Passage to read:
REPORT OF THE AUDIT COMMITTEE
 
January 17, 2001
 
To the Board of Directors of Heller Financial, Inc. (the Company):
 
            We have reviewed and discussed with management the Company’s audited financial statements as of and for the year ended December 31, 2000.
 
            We have discussed with Arthur Andersen LLP the matters required to be discussed by Statement on Auditing Standards No. 61, Communication with Audit Committees, as amended, by the Auditing Standards Board of the American Institute of Certified Public Accountants.
 
            We have received and reviewed the written disclosures and the letter from Arthur Andersen LLP required by Independence Standard No. 1, Independence Discussions with Audit Committees, as amended, by the Independence Standards Board, and have discussed with Arthur Andersen LLP the auditors’ independence.
 
            Based on the reviews and discussions referred to above, we recommend to the Board of Directors that the financial statements referred to above be included in the Company’s Annual Report on Form 10-K for the year ended December 31, 2000.
 
            We have considered whether the provision of services by Arthur Andersen LLP not related to the audit of the financial statements referred to above and to the reviews of the interim financial statements included in the Company’s Forms 10-Q for the quarters ended March 31, 2000, June 30, 2000 and September 30, 2000 is compatible with maintaining Arthur Andersen LLP’s independence.
 
The Audit Committee
of the Board of Directors
of Heller Financial, Inc.
 
Mark Kessel, Chairman
Michael A. Conway
Frank S. Ptak
 
FEES PAID TO AUDITORS
 
Audit Fees
 
            Audit fees billed to the Company by Arthur Andersen LLP during the Company’s 2000 fiscal year for review of the Company’s annual financial statements and those financial statements included in the Company’s quarterly reports on Form 10-Q totaled $1,271,092.
 
Financial Information Systems Design and Implementation Fees
 
            The Company did not engage Arthur Andersen LLP to provide advice to the Company regarding financial information systems design and implementation during the 2000 fiscal year.
 
All Other Fees
 
            Fees billed to the Company by Arthur Andersen LLP during the Company’s 2000 fiscal year for all other non-audit services rendered to the Company totaled $3,540,740.

Image shape labeling items
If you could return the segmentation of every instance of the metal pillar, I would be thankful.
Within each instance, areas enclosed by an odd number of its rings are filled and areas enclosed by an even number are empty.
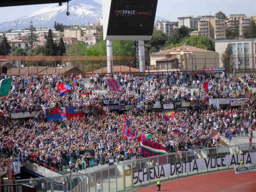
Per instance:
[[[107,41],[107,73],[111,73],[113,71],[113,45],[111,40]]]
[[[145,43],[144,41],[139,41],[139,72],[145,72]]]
--
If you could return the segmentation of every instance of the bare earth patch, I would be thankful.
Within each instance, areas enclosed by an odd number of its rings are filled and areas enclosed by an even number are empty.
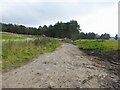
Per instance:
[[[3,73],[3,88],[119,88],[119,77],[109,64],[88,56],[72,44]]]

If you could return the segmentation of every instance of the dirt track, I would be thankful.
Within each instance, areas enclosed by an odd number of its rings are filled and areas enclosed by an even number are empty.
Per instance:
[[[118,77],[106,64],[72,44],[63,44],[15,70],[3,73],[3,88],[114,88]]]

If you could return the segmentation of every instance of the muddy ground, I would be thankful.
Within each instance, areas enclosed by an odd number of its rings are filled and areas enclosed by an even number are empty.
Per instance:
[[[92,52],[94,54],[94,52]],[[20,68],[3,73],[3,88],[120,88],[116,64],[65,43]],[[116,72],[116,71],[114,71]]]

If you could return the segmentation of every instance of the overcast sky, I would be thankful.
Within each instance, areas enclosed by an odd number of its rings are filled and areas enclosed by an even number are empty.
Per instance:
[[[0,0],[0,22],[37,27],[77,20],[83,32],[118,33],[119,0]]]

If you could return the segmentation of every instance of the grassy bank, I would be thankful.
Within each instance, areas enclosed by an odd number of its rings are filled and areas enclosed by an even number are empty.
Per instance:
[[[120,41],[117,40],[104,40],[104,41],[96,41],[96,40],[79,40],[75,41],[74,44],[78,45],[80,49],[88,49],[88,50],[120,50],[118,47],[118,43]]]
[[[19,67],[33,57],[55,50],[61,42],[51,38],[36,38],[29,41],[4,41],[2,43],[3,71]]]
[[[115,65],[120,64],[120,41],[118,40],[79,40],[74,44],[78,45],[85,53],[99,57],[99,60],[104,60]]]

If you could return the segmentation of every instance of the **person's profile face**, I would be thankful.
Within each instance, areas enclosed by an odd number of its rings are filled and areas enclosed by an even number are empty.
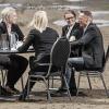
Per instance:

Problems to work on:
1: Answer these questions about the audit committee report:
(a) Who is the chairman of the audit committee?
(b) What was the total of the audit fees that Arthur Andersen LLP billed during the 2000 fiscal year?
(c) What was the total of the fees billed for all other non-audit services during that year?
2: Please express the part of the rows that opens with the line containing "sky, I would be thankful." and closes with the line containing "[[[0,0],[0,22],[37,27],[77,20],[83,32],[118,33],[119,0]]]" as a Markdown table with the columns Number and Text, one line per table row and no blank lines.

Solutions to the tasks:
1:
(a) Mark Kessel
(b) $1,271,092
(c) $3,540,740

2:
| Number | Text |
|---|---|
| 1 | If you could return the segmentation of every instance of the overcast sky, I would be thankful. |
| 2 | Within each instance, areas enclosed by an odd number of its rings are filled and areas enclosed by an even number are empty. |
| 3 | Per instance: |
| 4 | [[[0,0],[0,22],[37,27],[77,20],[83,32],[118,33],[119,0]]] |